**Uit te voeren taak**
Neem alle gegevens hieronder woord voor woord over. Laat de afbeeldingen daarbij weg.

**Aangeleverde gegevens**
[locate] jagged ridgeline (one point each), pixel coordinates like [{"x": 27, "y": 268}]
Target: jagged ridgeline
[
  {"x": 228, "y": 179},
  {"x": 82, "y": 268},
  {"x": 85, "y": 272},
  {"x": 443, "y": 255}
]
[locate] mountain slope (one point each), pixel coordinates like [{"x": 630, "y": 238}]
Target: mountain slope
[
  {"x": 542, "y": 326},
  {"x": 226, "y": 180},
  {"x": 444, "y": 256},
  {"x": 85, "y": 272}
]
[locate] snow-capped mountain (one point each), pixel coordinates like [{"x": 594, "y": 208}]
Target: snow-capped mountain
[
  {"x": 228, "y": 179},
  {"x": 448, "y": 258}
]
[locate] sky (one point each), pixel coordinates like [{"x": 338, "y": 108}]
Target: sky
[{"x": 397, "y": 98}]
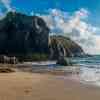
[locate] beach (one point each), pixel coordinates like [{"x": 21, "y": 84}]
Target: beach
[{"x": 35, "y": 86}]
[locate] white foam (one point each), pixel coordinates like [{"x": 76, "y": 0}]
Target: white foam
[{"x": 90, "y": 76}]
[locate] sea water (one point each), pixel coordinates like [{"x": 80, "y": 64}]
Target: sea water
[{"x": 89, "y": 69}]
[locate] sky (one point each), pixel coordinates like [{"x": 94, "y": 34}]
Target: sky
[{"x": 77, "y": 19}]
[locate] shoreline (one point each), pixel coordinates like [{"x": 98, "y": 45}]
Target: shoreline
[{"x": 29, "y": 86}]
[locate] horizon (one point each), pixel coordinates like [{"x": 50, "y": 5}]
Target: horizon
[{"x": 81, "y": 19}]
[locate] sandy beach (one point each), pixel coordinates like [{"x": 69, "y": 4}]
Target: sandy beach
[{"x": 30, "y": 86}]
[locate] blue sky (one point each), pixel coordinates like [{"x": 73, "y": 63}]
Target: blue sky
[
  {"x": 41, "y": 6},
  {"x": 80, "y": 18}
]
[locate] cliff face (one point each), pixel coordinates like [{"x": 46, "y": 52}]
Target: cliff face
[
  {"x": 64, "y": 47},
  {"x": 23, "y": 34}
]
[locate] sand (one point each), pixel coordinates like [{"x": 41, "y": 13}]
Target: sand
[{"x": 29, "y": 86}]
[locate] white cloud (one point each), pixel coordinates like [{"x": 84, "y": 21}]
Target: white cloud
[
  {"x": 7, "y": 4},
  {"x": 75, "y": 27}
]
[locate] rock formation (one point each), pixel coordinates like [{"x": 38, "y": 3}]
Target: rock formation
[{"x": 22, "y": 34}]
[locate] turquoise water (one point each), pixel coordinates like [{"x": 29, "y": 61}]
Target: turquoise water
[{"x": 89, "y": 69}]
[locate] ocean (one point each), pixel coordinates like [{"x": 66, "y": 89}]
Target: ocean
[{"x": 89, "y": 69}]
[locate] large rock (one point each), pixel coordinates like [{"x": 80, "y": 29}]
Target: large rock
[
  {"x": 21, "y": 34},
  {"x": 61, "y": 47}
]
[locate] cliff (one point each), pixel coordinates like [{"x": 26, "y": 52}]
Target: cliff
[
  {"x": 22, "y": 35},
  {"x": 61, "y": 46}
]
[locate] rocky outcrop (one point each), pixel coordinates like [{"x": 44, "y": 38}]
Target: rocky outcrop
[
  {"x": 22, "y": 34},
  {"x": 63, "y": 47}
]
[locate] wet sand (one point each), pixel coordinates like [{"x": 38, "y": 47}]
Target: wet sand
[{"x": 30, "y": 86}]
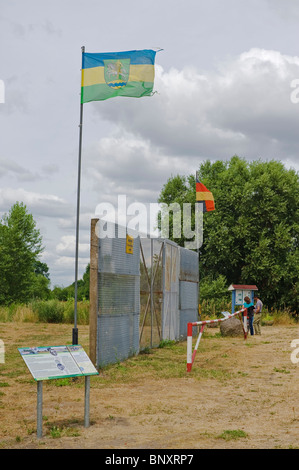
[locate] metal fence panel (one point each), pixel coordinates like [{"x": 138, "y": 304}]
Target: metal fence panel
[
  {"x": 170, "y": 314},
  {"x": 118, "y": 296},
  {"x": 118, "y": 338}
]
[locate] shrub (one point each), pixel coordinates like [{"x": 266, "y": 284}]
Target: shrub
[{"x": 50, "y": 311}]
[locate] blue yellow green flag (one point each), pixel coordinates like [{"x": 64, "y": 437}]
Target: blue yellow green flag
[{"x": 109, "y": 74}]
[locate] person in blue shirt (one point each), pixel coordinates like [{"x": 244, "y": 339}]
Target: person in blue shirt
[{"x": 250, "y": 313}]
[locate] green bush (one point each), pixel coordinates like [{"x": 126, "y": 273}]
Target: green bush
[{"x": 49, "y": 311}]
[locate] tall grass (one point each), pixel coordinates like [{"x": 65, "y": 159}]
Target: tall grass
[{"x": 46, "y": 311}]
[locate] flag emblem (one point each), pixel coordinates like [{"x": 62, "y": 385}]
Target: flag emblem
[{"x": 116, "y": 73}]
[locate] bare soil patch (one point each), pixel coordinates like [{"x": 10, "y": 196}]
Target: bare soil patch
[{"x": 239, "y": 394}]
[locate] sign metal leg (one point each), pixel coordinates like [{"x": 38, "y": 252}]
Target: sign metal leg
[
  {"x": 87, "y": 395},
  {"x": 40, "y": 409}
]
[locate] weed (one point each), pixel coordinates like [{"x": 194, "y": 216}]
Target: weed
[
  {"x": 55, "y": 432},
  {"x": 229, "y": 435}
]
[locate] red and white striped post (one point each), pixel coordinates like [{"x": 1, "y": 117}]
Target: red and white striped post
[
  {"x": 245, "y": 323},
  {"x": 190, "y": 356}
]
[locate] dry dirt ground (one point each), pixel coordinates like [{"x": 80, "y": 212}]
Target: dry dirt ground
[{"x": 253, "y": 405}]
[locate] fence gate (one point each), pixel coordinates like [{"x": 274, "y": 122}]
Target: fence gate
[
  {"x": 170, "y": 310},
  {"x": 139, "y": 295}
]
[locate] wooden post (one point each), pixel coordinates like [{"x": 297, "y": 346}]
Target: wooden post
[{"x": 93, "y": 292}]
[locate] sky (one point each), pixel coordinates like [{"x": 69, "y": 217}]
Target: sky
[{"x": 225, "y": 85}]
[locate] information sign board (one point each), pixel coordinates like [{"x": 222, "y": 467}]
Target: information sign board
[
  {"x": 240, "y": 294},
  {"x": 54, "y": 362}
]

**Juist resultaat**
[locate] jagged ridgeline (one point each), pixel coordinates like [{"x": 27, "y": 268}]
Target: jagged ridgeline
[
  {"x": 228, "y": 179},
  {"x": 82, "y": 268},
  {"x": 85, "y": 272},
  {"x": 443, "y": 255}
]
[locate] mountain slope (one point each), pixel coordinates like [{"x": 630, "y": 238}]
Target: mountain slope
[
  {"x": 542, "y": 326},
  {"x": 226, "y": 180},
  {"x": 444, "y": 256},
  {"x": 85, "y": 272}
]
[locate] snow-capped mountain (one point each), pixel coordinates like [{"x": 594, "y": 208}]
Target: snow-capped mountain
[
  {"x": 228, "y": 179},
  {"x": 448, "y": 258}
]
[locate] sky (one point each), pixel coordinates like [{"x": 338, "y": 108}]
Target: sky
[{"x": 397, "y": 98}]
[locate] beach (one point each), pixel coordinates like [{"x": 21, "y": 84}]
Target: beach
[{"x": 35, "y": 86}]
[locate] white foam (one point each), pixel coordinates like [{"x": 76, "y": 0}]
Target: white foam
[{"x": 90, "y": 76}]
[locate] sea water (one point each), pixel coordinates like [{"x": 80, "y": 64}]
Target: sea water
[{"x": 89, "y": 69}]
[locate] sky (one point each), pixel coordinates like [{"x": 94, "y": 34}]
Target: sky
[{"x": 77, "y": 19}]
[locate] shoreline (one point each), pixel coordinates like [{"x": 98, "y": 45}]
Target: shoreline
[{"x": 29, "y": 86}]
[locate] horizon (one point each), pixel coordinates like [{"x": 50, "y": 5}]
Target: horizon
[{"x": 81, "y": 19}]
[locate] sandy beach (one point each), pixel coordinates like [{"x": 69, "y": 4}]
Target: sandy beach
[{"x": 30, "y": 86}]
[locate] blue sky (one point each), pixel coordinates like [{"x": 73, "y": 63}]
Target: blue sky
[
  {"x": 41, "y": 6},
  {"x": 80, "y": 18}
]
[locate] cliff face (one point each), pixel coordinates like [{"x": 46, "y": 52}]
Target: cliff face
[
  {"x": 64, "y": 47},
  {"x": 23, "y": 34}
]
[locate] sand (one point each), pixel coordinates like [{"x": 41, "y": 13}]
Target: sand
[{"x": 29, "y": 86}]
[locate] white cloud (one point each), pixel coordinates like [{"x": 84, "y": 21}]
Target: white cloud
[
  {"x": 7, "y": 4},
  {"x": 75, "y": 27}
]
[locate] rock formation (one point each), pixel coordinates like [{"x": 38, "y": 3}]
Target: rock formation
[{"x": 22, "y": 34}]
[locate] turquoise water (one point each), pixel coordinates like [{"x": 29, "y": 61}]
Target: turquoise water
[{"x": 89, "y": 69}]
[locate] ocean (one point each), pixel coordinates like [{"x": 66, "y": 89}]
Target: ocean
[{"x": 89, "y": 69}]
[locate] large rock (one point each), pixel coordinates like [{"x": 80, "y": 29}]
Target: large rock
[
  {"x": 21, "y": 34},
  {"x": 61, "y": 47}
]
[locate] cliff (one point each), pixel coordinates like [{"x": 26, "y": 52}]
Target: cliff
[
  {"x": 22, "y": 35},
  {"x": 61, "y": 46}
]
[locate] rocky outcrop (one point each), pixel coordinates like [{"x": 44, "y": 38}]
Target: rocky outcrop
[
  {"x": 22, "y": 34},
  {"x": 63, "y": 47}
]
[locate] wet sand (one point each), pixel coordinates like [{"x": 38, "y": 47}]
Target: wet sand
[{"x": 30, "y": 86}]
[locate] metal fence panel (one point each), pixel coordinates like [{"x": 138, "y": 304}]
Target: metal fence panel
[
  {"x": 170, "y": 314},
  {"x": 118, "y": 296},
  {"x": 118, "y": 338}
]
[locate] shrub (one point each), pixel coordinates like [{"x": 266, "y": 284}]
Target: shrub
[{"x": 50, "y": 311}]
[locate] blue yellow green flag (one point each), pixel coordinates like [{"x": 64, "y": 437}]
Target: blue yellow green flag
[{"x": 109, "y": 74}]
[locate] person in blue shirt (one point each), pixel coordinates like [{"x": 244, "y": 339}]
Target: person in blue shirt
[{"x": 250, "y": 313}]
[locate] green bush (one point each), pixel coordinates like [{"x": 126, "y": 273}]
Target: green bush
[{"x": 49, "y": 311}]
[locate] tall grass (one point each), pixel coordinates like [{"x": 65, "y": 159}]
Target: tall grass
[{"x": 46, "y": 311}]
[locate] flag emblem (one point each), pixel coordinates like [{"x": 62, "y": 385}]
Target: flag emblem
[{"x": 116, "y": 73}]
[locate] bare soil patch (one point each), pixel coordinates like [{"x": 10, "y": 196}]
Target: bare soil patch
[{"x": 239, "y": 394}]
[locate] sign metal leg (one point each), pixel coordinates like [{"x": 38, "y": 252}]
Target: sign metal leg
[
  {"x": 87, "y": 395},
  {"x": 40, "y": 409}
]
[locate] weed (one point each), pixel coordinates like [{"x": 194, "y": 216}]
Target: weed
[
  {"x": 55, "y": 432},
  {"x": 229, "y": 435}
]
[locate] red and white striped post (one point each), pixel coordinates like [{"x": 1, "y": 117}]
Target: red and white striped post
[
  {"x": 245, "y": 323},
  {"x": 190, "y": 356}
]
[locate] dry dirt ground (one point each), pixel coordinates like [{"x": 80, "y": 212}]
Target: dry dirt ground
[{"x": 253, "y": 405}]
[locate] fence gate (one point each), pixel coordinates like [{"x": 274, "y": 122}]
Target: fence gate
[
  {"x": 170, "y": 310},
  {"x": 139, "y": 295}
]
[locate] wooden post (one point each), pixel coordinates like [{"x": 297, "y": 346}]
Target: wooden post
[{"x": 93, "y": 292}]
[locate] sky (one point each), pixel coordinates like [{"x": 69, "y": 217}]
Target: sky
[{"x": 225, "y": 85}]
[locate] information sign board (one point each), pixel coordinates like [{"x": 222, "y": 467}]
Target: information sign board
[
  {"x": 240, "y": 294},
  {"x": 54, "y": 362}
]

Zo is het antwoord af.